■ **Stated goal**:
Lines before the one containing "Locate every instance of the flower bouquet" are excluded; retype that line and all remaining lines of the material exactly.
<<<<
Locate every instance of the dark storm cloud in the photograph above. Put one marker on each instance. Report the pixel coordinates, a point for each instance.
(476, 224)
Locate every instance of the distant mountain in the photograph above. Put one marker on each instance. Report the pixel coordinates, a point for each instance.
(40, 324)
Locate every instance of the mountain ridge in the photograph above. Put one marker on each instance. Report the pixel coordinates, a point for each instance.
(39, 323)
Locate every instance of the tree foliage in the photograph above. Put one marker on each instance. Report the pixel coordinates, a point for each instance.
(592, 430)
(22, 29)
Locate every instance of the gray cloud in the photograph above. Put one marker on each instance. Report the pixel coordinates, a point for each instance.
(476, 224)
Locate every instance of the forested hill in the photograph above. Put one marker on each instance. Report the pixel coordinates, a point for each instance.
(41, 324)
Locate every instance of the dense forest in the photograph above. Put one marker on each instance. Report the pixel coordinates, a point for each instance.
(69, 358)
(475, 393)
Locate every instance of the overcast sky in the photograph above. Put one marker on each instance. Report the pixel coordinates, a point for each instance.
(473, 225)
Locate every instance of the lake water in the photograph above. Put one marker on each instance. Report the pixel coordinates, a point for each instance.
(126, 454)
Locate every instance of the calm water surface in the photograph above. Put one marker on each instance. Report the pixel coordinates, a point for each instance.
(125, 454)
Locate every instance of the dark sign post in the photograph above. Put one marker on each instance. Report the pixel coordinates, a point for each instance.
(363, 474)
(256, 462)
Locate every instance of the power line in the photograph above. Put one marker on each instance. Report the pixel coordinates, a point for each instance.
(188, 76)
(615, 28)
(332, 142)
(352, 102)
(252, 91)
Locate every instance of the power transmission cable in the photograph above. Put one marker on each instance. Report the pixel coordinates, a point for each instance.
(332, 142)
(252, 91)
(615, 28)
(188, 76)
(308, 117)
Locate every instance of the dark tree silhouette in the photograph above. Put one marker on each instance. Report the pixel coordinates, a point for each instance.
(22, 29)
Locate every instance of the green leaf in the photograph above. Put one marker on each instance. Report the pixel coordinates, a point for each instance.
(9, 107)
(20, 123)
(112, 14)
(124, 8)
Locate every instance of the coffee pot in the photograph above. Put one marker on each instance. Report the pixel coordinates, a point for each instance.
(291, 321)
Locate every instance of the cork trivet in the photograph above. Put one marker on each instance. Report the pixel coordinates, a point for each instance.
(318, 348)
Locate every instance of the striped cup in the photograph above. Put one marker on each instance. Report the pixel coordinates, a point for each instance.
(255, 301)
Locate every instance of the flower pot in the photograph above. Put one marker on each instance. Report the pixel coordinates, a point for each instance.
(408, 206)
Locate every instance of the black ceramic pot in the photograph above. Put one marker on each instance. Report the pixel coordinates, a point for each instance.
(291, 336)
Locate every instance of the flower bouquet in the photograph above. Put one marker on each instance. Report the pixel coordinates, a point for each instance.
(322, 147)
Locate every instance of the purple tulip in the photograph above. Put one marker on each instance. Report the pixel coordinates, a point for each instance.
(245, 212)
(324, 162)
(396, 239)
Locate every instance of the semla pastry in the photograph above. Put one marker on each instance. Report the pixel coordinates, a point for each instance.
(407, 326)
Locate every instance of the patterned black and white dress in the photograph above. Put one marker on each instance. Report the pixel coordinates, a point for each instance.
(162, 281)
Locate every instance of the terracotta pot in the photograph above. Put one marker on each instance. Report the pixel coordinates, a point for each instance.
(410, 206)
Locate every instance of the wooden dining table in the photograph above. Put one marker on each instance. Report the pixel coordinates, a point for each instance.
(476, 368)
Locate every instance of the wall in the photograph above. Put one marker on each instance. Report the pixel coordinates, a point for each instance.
>>>>
■ **The solution**:
Locate every instance of the flower bouquet in the photograph above. Put one marker on each instance. Report the pixel coordinates, a point for each instance.
(322, 147)
Locate every instance of the purple tulip in the photograph above. Put one marker on each instance. Report the pixel coordinates, a point for each instance.
(245, 212)
(324, 162)
(396, 239)
Locate every instance of the semla pastry in the photograph above. Put one marker on each instance. Report the pixel coordinates, a point for each instance.
(407, 326)
Locate every instance of the patterned black and white dress in the photograph above. Put one marker on each instance. Report the pixel coordinates, a point for each instance.
(162, 281)
Locate every instance of the terracotta pot in the photograph above. Put one marker on each instance. Report the pixel coordinates, a point for each instance.
(410, 206)
Locate every instance of the wooden dining table in the photograph above. Put one marker on each instance. Report the pixel coordinates, a point for each instance.
(476, 368)
Locate every instance of the wall in the photograph above. Put one marker on each instance. Report the pixel coordinates, a point for each instance.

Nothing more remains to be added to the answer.